- _YOUR GOAL_:
Lay out as a numbered list the rows beginning with the line containing "Please segment every instance of the circular" and running through the last of the rows, leaving out any blank lines.

(Stored dataset rows)

|---|

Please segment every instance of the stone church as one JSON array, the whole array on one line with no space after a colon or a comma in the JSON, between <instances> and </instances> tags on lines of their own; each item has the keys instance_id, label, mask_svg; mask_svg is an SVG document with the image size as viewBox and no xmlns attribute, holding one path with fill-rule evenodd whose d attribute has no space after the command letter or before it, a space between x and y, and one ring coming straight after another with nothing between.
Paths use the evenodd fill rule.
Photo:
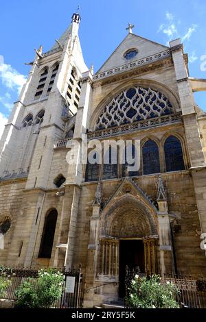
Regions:
<instances>
[{"instance_id":1,"label":"stone church","mask_svg":"<svg viewBox=\"0 0 206 322\"><path fill-rule=\"evenodd\" d=\"M126 265L205 277L206 114L193 92L206 82L190 77L180 39L160 45L131 24L94 74L80 22L73 14L49 51L35 50L0 141L0 264L81 263L92 307L121 296ZM139 170L118 147L112 162L112 145L95 150L108 162L79 162L84 136L88 147L138 140Z\"/></svg>"}]
</instances>

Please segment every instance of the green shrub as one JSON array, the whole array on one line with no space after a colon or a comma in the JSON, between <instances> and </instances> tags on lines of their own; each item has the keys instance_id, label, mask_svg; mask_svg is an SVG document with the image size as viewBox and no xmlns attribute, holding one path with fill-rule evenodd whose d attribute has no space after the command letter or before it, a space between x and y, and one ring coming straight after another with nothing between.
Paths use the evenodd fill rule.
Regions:
<instances>
[{"instance_id":1,"label":"green shrub","mask_svg":"<svg viewBox=\"0 0 206 322\"><path fill-rule=\"evenodd\" d=\"M36 279L27 278L16 290L16 307L49 308L62 295L64 276L54 270L38 271Z\"/></svg>"},{"instance_id":2,"label":"green shrub","mask_svg":"<svg viewBox=\"0 0 206 322\"><path fill-rule=\"evenodd\" d=\"M179 308L178 293L174 284L162 283L158 275L140 278L137 275L132 280L127 301L135 308Z\"/></svg>"},{"instance_id":3,"label":"green shrub","mask_svg":"<svg viewBox=\"0 0 206 322\"><path fill-rule=\"evenodd\" d=\"M8 276L3 267L0 267L0 298L5 295L6 289L11 284L10 276Z\"/></svg>"}]
</instances>

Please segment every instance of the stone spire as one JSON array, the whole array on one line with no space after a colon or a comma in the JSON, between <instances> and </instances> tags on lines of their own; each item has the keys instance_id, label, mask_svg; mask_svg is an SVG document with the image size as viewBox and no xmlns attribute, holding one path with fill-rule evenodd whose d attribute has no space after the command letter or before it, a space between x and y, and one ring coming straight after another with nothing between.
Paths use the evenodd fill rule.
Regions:
<instances>
[{"instance_id":1,"label":"stone spire","mask_svg":"<svg viewBox=\"0 0 206 322\"><path fill-rule=\"evenodd\" d=\"M126 30L128 30L129 34L133 34L133 28L134 28L135 26L135 25L133 25L130 23L128 23L128 27L126 28Z\"/></svg>"},{"instance_id":2,"label":"stone spire","mask_svg":"<svg viewBox=\"0 0 206 322\"><path fill-rule=\"evenodd\" d=\"M164 188L161 176L159 176L158 183L157 183L157 201L165 201L167 200L167 195Z\"/></svg>"},{"instance_id":3,"label":"stone spire","mask_svg":"<svg viewBox=\"0 0 206 322\"><path fill-rule=\"evenodd\" d=\"M95 192L95 200L94 200L93 204L101 206L101 203L102 203L101 184L100 184L100 182L98 182L97 189L96 189L96 192Z\"/></svg>"},{"instance_id":4,"label":"stone spire","mask_svg":"<svg viewBox=\"0 0 206 322\"><path fill-rule=\"evenodd\" d=\"M76 36L78 36L80 20L81 17L78 12L73 14L71 24L62 36L58 39L56 39L56 43L52 47L52 50L58 47L62 47L62 49L64 45L68 43L68 41L72 42L74 41Z\"/></svg>"}]
</instances>

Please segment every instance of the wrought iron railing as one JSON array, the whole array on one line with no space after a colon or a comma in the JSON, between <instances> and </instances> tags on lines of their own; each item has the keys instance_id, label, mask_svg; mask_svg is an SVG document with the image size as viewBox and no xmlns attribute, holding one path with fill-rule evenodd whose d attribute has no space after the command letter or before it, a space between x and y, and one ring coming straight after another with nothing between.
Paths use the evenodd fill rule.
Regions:
<instances>
[{"instance_id":1,"label":"wrought iron railing","mask_svg":"<svg viewBox=\"0 0 206 322\"><path fill-rule=\"evenodd\" d=\"M54 269L54 270L60 271L63 273L65 279L62 285L62 295L55 304L52 306L56 308L81 308L83 303L84 294L84 283L83 275L82 273L81 266L78 269ZM11 284L2 296L3 299L14 301L14 304L16 300L15 295L16 290L28 277L32 277L30 281L36 284L36 280L38 277L38 269L27 269L27 268L5 268L3 271L0 271L0 275L3 273L9 277ZM67 293L66 289L67 277L75 277L74 289L72 293Z\"/></svg>"},{"instance_id":2,"label":"wrought iron railing","mask_svg":"<svg viewBox=\"0 0 206 322\"><path fill-rule=\"evenodd\" d=\"M127 298L129 294L130 285L132 280L137 274L139 277L146 276L150 278L148 273L141 273L139 270L129 270L126 269L125 275L125 306L129 307ZM206 280L201 278L196 280L192 276L183 275L181 274L161 275L161 282L172 282L176 286L179 293L176 295L176 301L182 308L206 308Z\"/></svg>"}]
</instances>

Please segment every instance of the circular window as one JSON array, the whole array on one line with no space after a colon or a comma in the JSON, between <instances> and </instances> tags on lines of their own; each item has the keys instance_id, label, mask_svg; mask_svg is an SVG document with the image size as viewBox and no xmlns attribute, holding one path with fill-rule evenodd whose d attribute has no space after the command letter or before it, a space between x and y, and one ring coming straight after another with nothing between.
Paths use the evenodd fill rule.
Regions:
<instances>
[{"instance_id":1,"label":"circular window","mask_svg":"<svg viewBox=\"0 0 206 322\"><path fill-rule=\"evenodd\" d=\"M137 49L130 49L125 53L124 57L127 60L130 60L135 57L138 51Z\"/></svg>"},{"instance_id":2,"label":"circular window","mask_svg":"<svg viewBox=\"0 0 206 322\"><path fill-rule=\"evenodd\" d=\"M10 227L11 219L9 217L5 217L2 221L0 221L0 234L5 235Z\"/></svg>"}]
</instances>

|---|

- _RESPONSE TO THE TASK_:
1. Please segment every instance of the circular window as one JSON array, the whole array on one line with no space after a colon or a comma in the JSON, between <instances> and </instances> tags on lines of their own; each item has the keys instance_id, label, mask_svg; mask_svg is an SVG document with the image size as viewBox and no xmlns attribute, holding one path with fill-rule evenodd whose d attribute has no space after the command letter or before it, a space between x and y, and one ring coming straight after another with nothing between.
2. Paths use the evenodd fill rule.
3. Regions:
4. <instances>
5. [{"instance_id":1,"label":"circular window","mask_svg":"<svg viewBox=\"0 0 206 322\"><path fill-rule=\"evenodd\" d=\"M137 49L130 49L125 53L124 57L127 60L130 60L135 57L138 51Z\"/></svg>"},{"instance_id":2,"label":"circular window","mask_svg":"<svg viewBox=\"0 0 206 322\"><path fill-rule=\"evenodd\" d=\"M10 227L11 219L9 217L5 217L2 221L0 221L0 234L5 235Z\"/></svg>"}]
6. </instances>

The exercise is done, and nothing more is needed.